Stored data
-*-

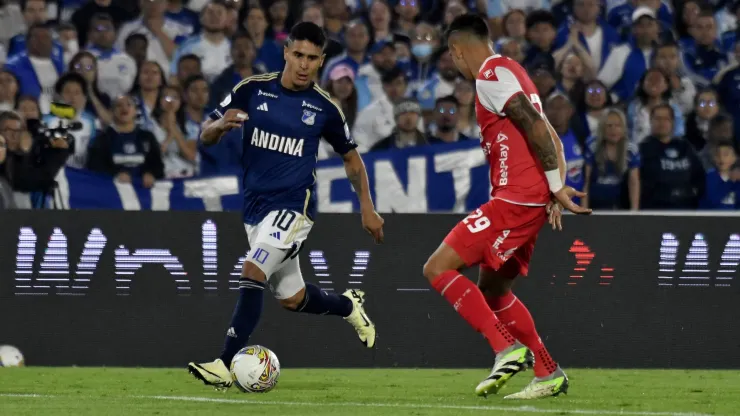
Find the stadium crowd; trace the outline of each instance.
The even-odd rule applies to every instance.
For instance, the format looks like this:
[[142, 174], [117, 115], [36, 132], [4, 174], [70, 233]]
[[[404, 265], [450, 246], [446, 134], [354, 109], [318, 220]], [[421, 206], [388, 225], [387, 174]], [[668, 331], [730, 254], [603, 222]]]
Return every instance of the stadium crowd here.
[[[0, 206], [64, 164], [146, 187], [238, 169], [240, 134], [203, 147], [201, 123], [282, 69], [299, 21], [329, 35], [316, 82], [362, 152], [477, 140], [474, 83], [442, 37], [468, 12], [535, 82], [582, 204], [740, 204], [740, 0], [0, 0]], [[27, 123], [66, 123], [52, 102], [74, 108], [73, 141]]]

-*-

*Work instructions:*
Set down exactly, and only, the lines from the one containing "Return every instance" to the final line of the data.

*Problem solution:*
Return every instance of the stadium crowd here.
[[[0, 206], [64, 164], [146, 187], [238, 169], [240, 134], [203, 147], [201, 123], [282, 69], [299, 21], [329, 35], [316, 82], [362, 152], [477, 140], [474, 83], [442, 37], [468, 12], [535, 82], [582, 204], [740, 204], [740, 0], [0, 0]], [[27, 123], [66, 123], [52, 102], [74, 108], [73, 141]]]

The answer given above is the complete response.